PROBLEM 1:
Reproduce the part of the R sentiment-scraping text that starts at "server <- shinyServer(function(input, output,session)" and ends at "stopApp(returnValue = invisible())".

The text analyzing code is based on the code from Silge, J., & Robinson, D. (2017). Text Mining with R: A Tidy Approach (1st ed.). O’Reilly Media.
To scrape Advance Micro Devices Investor Relations press releases to derive sentiments by year.
This is a simple sign in gui that Rmarkdown will pick up and allow a user to sign in.
library(shiny)
ui <- shinyUI(fluidPage(
textInput(inputId = 'username', label = 'Database User Name', value = ""),
textInput(inputId = 'pw', label = 'Datebase Password', value = ""),
actionButton('save_inputs', 'Save inputs')
))
server <- shinyServer(function(input, output,session) {
observeEvent(input$save_inputs, {
credentials <- list()
credentials <<- list(user_name= input$username, pw = input$pw)
stopApp(returnValue = invisible())
})
})
shinyApp(ui = ui, server=server)
##
## Listening on http://127.0.0.1:8541
plot of chunk unnamed-chunk-5
library(RMySQL)

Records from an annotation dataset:
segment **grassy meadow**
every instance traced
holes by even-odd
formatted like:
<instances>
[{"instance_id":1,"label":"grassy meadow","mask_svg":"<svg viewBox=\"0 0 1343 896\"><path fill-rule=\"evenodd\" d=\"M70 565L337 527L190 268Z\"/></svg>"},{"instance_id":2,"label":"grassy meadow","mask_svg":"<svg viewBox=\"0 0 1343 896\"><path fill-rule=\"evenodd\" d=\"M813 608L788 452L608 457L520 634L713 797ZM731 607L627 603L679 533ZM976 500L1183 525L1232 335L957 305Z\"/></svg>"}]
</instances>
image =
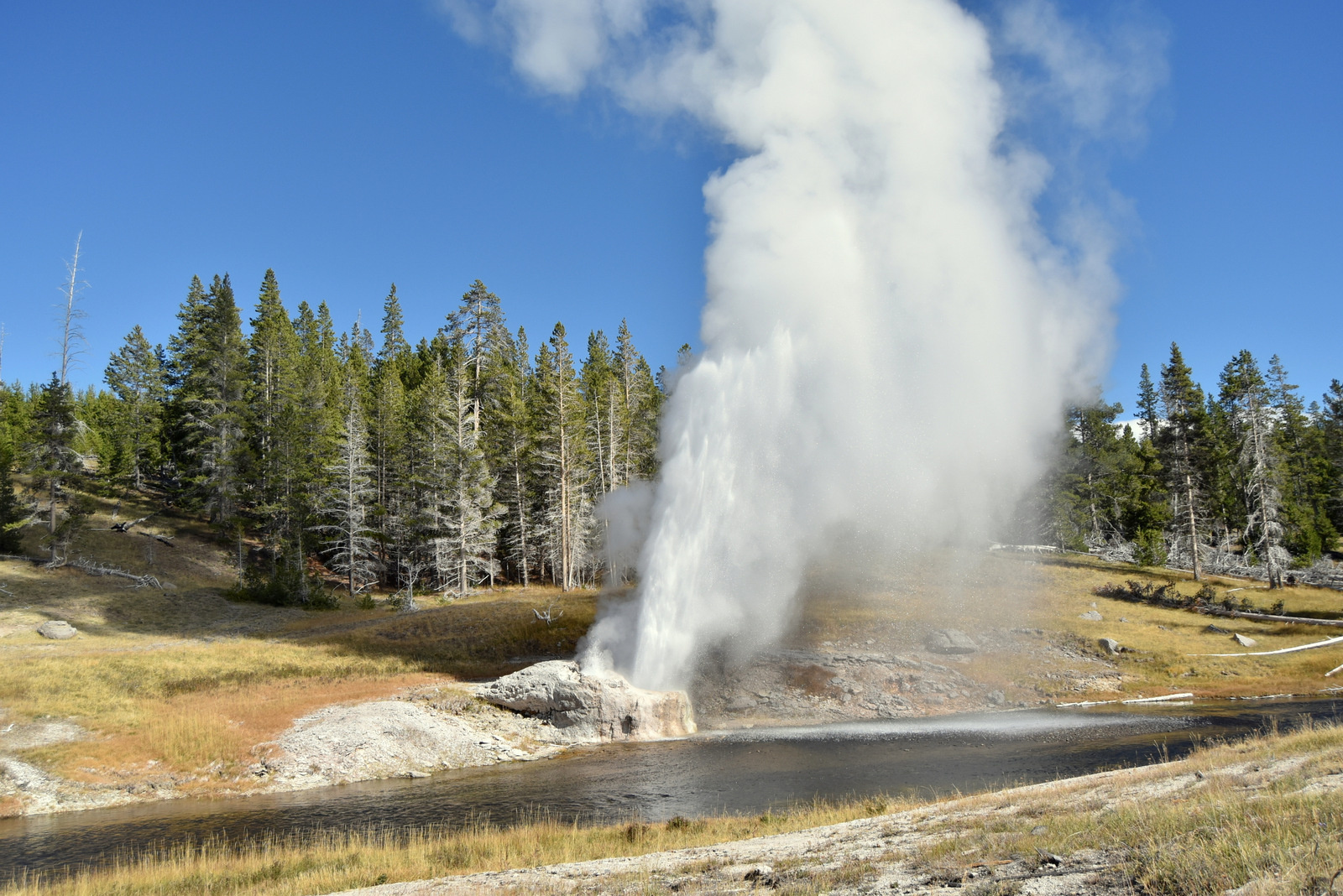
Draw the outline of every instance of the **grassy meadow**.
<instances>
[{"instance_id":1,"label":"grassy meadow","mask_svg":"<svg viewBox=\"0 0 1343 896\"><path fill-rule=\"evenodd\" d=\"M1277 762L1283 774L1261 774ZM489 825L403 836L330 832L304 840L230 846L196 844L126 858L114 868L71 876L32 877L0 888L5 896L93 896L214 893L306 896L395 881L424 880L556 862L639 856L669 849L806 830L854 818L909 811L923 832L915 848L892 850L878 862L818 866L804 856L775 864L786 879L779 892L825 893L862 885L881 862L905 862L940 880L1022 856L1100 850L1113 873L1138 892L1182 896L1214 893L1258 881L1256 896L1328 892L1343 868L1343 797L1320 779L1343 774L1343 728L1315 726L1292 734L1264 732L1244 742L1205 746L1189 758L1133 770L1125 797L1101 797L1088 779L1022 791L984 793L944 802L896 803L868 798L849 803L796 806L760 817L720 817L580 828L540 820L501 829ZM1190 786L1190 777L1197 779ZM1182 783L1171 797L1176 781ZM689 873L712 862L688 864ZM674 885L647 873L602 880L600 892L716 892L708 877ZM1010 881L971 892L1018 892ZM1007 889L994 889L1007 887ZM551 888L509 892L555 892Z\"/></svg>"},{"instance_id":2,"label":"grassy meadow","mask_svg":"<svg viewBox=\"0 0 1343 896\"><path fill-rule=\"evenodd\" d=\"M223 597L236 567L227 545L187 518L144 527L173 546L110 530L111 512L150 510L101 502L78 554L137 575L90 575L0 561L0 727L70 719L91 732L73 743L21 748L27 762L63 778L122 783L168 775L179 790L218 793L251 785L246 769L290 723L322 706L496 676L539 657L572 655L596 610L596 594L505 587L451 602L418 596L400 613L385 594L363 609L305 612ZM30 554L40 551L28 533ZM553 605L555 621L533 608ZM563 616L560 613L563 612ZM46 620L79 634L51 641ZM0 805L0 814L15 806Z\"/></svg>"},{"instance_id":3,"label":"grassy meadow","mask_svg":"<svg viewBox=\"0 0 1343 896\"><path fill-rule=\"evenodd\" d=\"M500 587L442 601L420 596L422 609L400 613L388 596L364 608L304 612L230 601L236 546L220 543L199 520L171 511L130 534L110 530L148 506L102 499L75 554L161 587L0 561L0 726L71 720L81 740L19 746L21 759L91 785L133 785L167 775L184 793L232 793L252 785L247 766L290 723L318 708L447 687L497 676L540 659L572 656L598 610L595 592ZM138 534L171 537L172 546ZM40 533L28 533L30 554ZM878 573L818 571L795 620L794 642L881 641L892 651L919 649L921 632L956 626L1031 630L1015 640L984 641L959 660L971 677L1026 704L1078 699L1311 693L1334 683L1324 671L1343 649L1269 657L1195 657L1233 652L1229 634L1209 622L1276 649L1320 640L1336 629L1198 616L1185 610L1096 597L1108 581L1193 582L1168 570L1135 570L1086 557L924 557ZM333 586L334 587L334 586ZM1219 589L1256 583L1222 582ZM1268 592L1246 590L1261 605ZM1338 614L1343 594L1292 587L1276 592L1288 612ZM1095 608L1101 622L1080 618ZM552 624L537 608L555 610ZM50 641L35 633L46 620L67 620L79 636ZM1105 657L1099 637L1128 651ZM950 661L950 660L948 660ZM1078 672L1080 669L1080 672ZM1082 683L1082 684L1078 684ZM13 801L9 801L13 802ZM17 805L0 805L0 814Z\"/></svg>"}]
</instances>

PROBLEM 2:
Count the lines in the records that contain the string "every", and give only that number.

CORRECT ANSWER 1:
server <- shinyServer(function(input, output,session) {
observeEvent(input$save_inputs, {
credentials <- list()
credentials <<- list(user_name= input$username, pw = input$pw)
stopApp(returnValue = invisible())

CORRECT ANSWER 2:
2